▶ [TASK MATERIAL]
## begin
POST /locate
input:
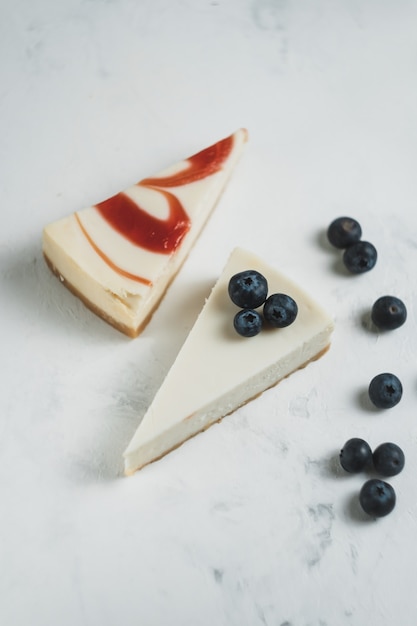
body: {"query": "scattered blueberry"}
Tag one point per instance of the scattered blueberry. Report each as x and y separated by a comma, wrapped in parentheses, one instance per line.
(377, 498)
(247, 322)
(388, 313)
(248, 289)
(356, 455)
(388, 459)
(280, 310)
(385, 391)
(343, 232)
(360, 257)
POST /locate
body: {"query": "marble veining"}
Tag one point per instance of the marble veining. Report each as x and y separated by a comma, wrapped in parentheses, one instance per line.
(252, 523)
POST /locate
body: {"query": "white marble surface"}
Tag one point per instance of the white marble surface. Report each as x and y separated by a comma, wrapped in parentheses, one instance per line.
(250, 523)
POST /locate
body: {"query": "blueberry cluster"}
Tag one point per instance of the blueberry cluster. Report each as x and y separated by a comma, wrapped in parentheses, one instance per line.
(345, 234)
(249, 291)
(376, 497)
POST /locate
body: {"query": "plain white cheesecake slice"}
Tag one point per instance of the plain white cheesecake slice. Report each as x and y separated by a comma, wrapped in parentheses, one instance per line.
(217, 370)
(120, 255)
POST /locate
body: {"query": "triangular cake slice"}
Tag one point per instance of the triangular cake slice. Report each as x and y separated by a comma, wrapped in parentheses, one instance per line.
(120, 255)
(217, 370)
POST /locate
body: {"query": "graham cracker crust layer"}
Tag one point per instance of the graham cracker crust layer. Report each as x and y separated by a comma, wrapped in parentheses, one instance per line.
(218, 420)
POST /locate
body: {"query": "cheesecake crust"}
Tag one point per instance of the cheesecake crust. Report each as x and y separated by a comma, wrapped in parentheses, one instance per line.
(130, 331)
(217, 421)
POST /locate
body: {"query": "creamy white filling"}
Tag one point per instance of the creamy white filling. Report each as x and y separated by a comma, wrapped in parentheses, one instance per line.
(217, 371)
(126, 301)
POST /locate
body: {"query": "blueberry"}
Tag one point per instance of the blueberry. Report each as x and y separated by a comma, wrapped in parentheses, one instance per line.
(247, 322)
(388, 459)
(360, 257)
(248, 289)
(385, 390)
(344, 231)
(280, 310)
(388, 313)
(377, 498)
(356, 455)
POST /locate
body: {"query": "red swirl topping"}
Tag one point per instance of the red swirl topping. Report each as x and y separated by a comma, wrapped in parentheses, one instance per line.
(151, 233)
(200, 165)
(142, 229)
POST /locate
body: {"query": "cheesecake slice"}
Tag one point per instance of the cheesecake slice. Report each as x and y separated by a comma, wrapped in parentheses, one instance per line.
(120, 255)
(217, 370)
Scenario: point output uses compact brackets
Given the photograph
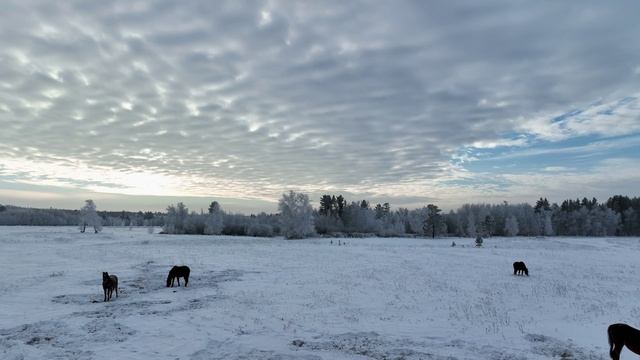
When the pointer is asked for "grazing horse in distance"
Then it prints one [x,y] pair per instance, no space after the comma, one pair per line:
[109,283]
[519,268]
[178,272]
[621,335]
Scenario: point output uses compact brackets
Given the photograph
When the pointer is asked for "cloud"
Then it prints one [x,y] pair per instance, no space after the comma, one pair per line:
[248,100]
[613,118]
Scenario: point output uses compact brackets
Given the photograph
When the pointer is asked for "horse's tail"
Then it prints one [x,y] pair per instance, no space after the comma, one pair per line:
## end
▶ [TASK GOAL]
Reproduce the full listing above verbatim, with no pictures included.

▶ [OUTPUT OF THE TASK]
POST /locate
input:
body: {"query": "scattered blueberry"}
Tag one point per instance of the scattered blueberry. Report each as x and y separated by a comma, wrapped in parentheses, one instance per line.
(377, 498)
(247, 322)
(388, 313)
(248, 289)
(356, 455)
(388, 459)
(280, 310)
(385, 391)
(343, 232)
(360, 257)
POST /locate
body: {"query": "marble veining"}
Tag one point per instance of the marble veining. Report each as x and y separated by a comma, wrapped in parentheses, one instance per line.
(252, 523)
POST /locate
body: {"query": "white marble surface"}
Tag one point per instance of the white marble surface. Report each as x and y separated by a comma, wrapped in parentheses, one instance per line.
(250, 523)
POST /locate
body: {"query": "blueberry cluster"}
Tag one point per instance of the blueberry cluster. Report each as x and y separated by a comma, wrapped in parentheses, one instance per line.
(345, 234)
(249, 291)
(376, 497)
POST /locate
body: {"query": "plain white cheesecake slice"}
Tag one point per instance of the plain white cheesecake slice. Report each as x and y separated by a comma, wrapped in parentheses, one instance per line.
(217, 370)
(120, 255)
POST /locate
body: {"query": "triangular cake slice"}
Tag one point per instance of the triangular cake slice. Report each as x and y separated by a comma, wrapped in parentheses, one instance per line.
(120, 255)
(217, 370)
POST /locate
body: {"query": "graham cracker crust layer"}
Tag one point per instance of the graham cracker crust layer. Report each as x and y separated by a comma, wrapped in parentheses, one instance per line.
(218, 420)
POST /locate
body: {"query": "cheesecake crust"}
Tag one point per instance of the cheesecake crust. Report each as x and y separated by a comma, wrapped in parentheses, one instance per line.
(130, 331)
(217, 421)
POST /locate
body: {"query": "creamy white filling"}
Tag one point per instance of the creamy white filling. Report each as x and y separated by a comma, wrapped in parentheses, one instance per line.
(217, 371)
(126, 301)
POST /locate
body: {"query": "blueberry"}
Tag one point per instance of the blueberry. Report each as x and y separated by a comma, wrapped in parentheses, one instance per line.
(247, 322)
(388, 459)
(360, 257)
(248, 289)
(385, 390)
(344, 231)
(280, 310)
(388, 313)
(377, 498)
(356, 455)
POST /locate
body: {"query": "red swirl topping"}
Tag one point per instance of the red swirl topping. Report each as x and y separated by a comma, wrapped in parentheses, one instance per line.
(151, 233)
(200, 165)
(142, 229)
POST /locate
body: {"query": "cheesecake slice"}
Tag one point per instance of the cheesecake slice. Report each as x and y separated by a comma, wrapped in parentheses, one instance per line.
(120, 255)
(217, 370)
Scenario: point output uses compact brackets
Given the photograph
When the pointer is asked for "grazing horse in distance"
Then it prints one [x,y] pair per instance, no space after the comma, one pair per line:
[109,283]
[519,268]
[178,272]
[621,335]
Scenario: point output uses compact brackets
Given the photograph
When the pointer is asked for "cloud"
Then it prints one [x,y] pair per instance, no space after the comma, one pair per line:
[248,100]
[613,118]
Scenario: point output uses compact brackets
Given the photograph
When the pointer is asked for "horse's tail"
Then it prints one [x,y] pair per instance, no space after the comma, one pair per line:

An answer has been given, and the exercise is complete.